## [Task to complete]
Filter the records below, copying out every line that holds the string "foliage". Matches must agree in case.

[Entries from a point annotation set]
┄┄┄┄┄┄

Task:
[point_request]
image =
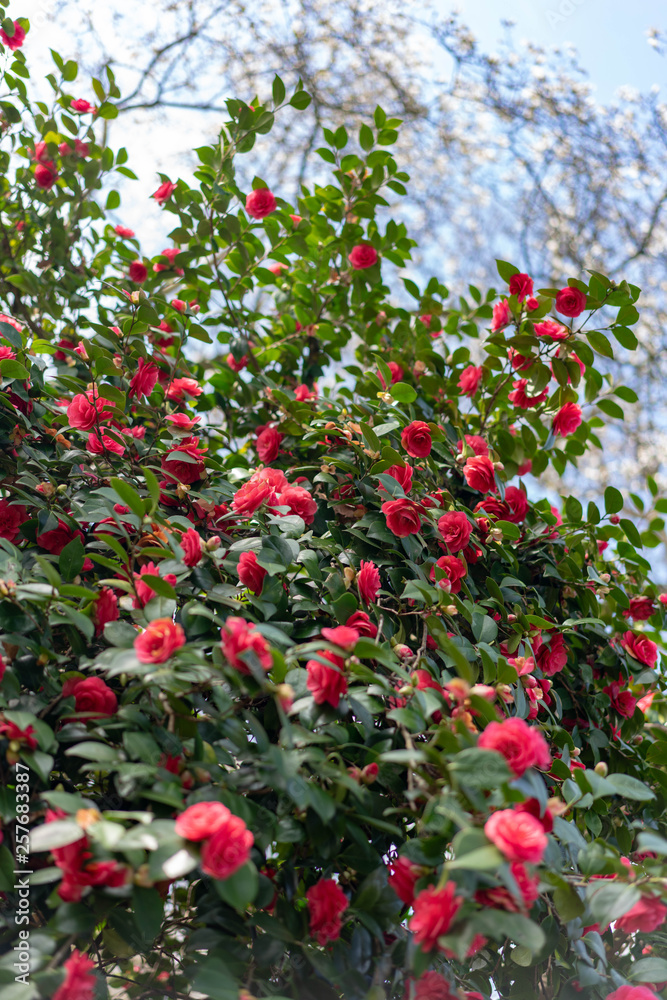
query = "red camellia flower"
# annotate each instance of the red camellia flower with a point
(455, 529)
(362, 256)
(164, 192)
(517, 835)
(201, 820)
(404, 517)
(567, 419)
(267, 444)
(239, 637)
(227, 849)
(521, 399)
(368, 581)
(362, 623)
(501, 316)
(180, 387)
(416, 439)
(470, 380)
(159, 641)
(326, 904)
(434, 913)
(326, 684)
(14, 41)
(251, 574)
(633, 993)
(640, 648)
(79, 982)
(480, 474)
(454, 570)
(91, 695)
(342, 636)
(105, 609)
(645, 916)
(260, 203)
(402, 878)
(45, 174)
(12, 516)
(190, 542)
(137, 271)
(299, 501)
(143, 381)
(570, 302)
(641, 609)
(179, 470)
(521, 745)
(521, 285)
(430, 986)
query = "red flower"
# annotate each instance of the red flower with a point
(567, 419)
(403, 877)
(91, 695)
(137, 271)
(521, 399)
(521, 285)
(105, 609)
(239, 637)
(470, 380)
(159, 641)
(645, 916)
(201, 820)
(164, 192)
(434, 912)
(454, 570)
(260, 203)
(326, 684)
(143, 382)
(14, 41)
(521, 745)
(362, 256)
(299, 501)
(517, 835)
(227, 849)
(368, 581)
(416, 439)
(570, 302)
(404, 517)
(640, 648)
(362, 623)
(326, 904)
(79, 982)
(251, 574)
(12, 516)
(178, 470)
(480, 474)
(267, 444)
(190, 542)
(501, 315)
(455, 529)
(430, 986)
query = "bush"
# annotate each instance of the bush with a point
(300, 697)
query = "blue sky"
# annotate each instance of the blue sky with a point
(610, 35)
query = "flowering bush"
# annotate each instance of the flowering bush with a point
(312, 700)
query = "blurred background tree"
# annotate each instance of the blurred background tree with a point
(511, 155)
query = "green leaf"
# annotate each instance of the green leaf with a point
(613, 500)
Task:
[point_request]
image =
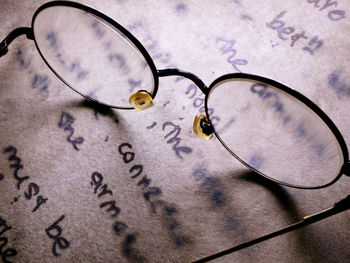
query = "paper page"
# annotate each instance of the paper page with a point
(85, 184)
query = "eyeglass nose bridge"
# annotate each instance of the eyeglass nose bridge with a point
(141, 100)
(201, 125)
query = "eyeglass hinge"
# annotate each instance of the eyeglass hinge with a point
(12, 35)
(3, 48)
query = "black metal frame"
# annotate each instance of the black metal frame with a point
(175, 72)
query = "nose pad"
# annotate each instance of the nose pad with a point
(141, 100)
(202, 127)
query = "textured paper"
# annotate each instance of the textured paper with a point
(185, 204)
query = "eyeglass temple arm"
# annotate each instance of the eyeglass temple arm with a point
(176, 72)
(340, 206)
(12, 35)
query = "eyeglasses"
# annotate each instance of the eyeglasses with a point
(270, 128)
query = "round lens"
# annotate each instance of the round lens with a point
(274, 133)
(91, 56)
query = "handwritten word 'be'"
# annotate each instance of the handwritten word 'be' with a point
(54, 232)
(9, 252)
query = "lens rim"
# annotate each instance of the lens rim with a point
(109, 20)
(307, 102)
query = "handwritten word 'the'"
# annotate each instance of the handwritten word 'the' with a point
(65, 122)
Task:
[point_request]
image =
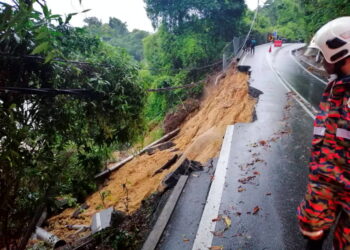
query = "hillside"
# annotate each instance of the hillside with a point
(200, 139)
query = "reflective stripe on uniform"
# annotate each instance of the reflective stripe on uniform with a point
(319, 131)
(343, 133)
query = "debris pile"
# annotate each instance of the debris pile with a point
(199, 140)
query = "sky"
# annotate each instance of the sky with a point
(130, 11)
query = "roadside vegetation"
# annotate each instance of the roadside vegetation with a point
(70, 96)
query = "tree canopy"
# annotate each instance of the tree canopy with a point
(52, 144)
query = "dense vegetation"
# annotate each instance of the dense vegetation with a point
(90, 83)
(115, 33)
(190, 34)
(52, 144)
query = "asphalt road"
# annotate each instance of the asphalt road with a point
(267, 172)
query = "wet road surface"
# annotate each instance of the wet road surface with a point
(267, 173)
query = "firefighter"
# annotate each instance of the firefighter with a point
(328, 190)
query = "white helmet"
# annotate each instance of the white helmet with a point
(333, 40)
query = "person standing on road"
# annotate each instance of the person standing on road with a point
(328, 190)
(253, 44)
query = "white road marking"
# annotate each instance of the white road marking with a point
(204, 237)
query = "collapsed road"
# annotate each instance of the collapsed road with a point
(265, 174)
(246, 198)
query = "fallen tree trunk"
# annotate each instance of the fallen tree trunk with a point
(123, 162)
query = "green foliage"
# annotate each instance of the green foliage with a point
(318, 13)
(53, 145)
(116, 34)
(191, 34)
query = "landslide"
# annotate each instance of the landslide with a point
(200, 139)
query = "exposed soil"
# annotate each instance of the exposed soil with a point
(200, 139)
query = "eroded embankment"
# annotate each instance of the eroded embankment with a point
(200, 139)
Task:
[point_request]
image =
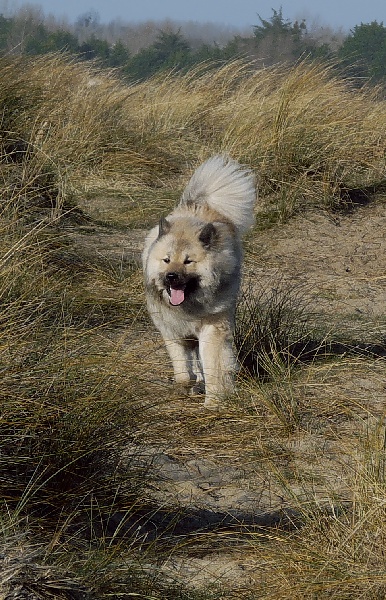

┄┄┄┄┄┄

## [The result]
query = "green foliage"
# annotate each instance of the green foliage with a point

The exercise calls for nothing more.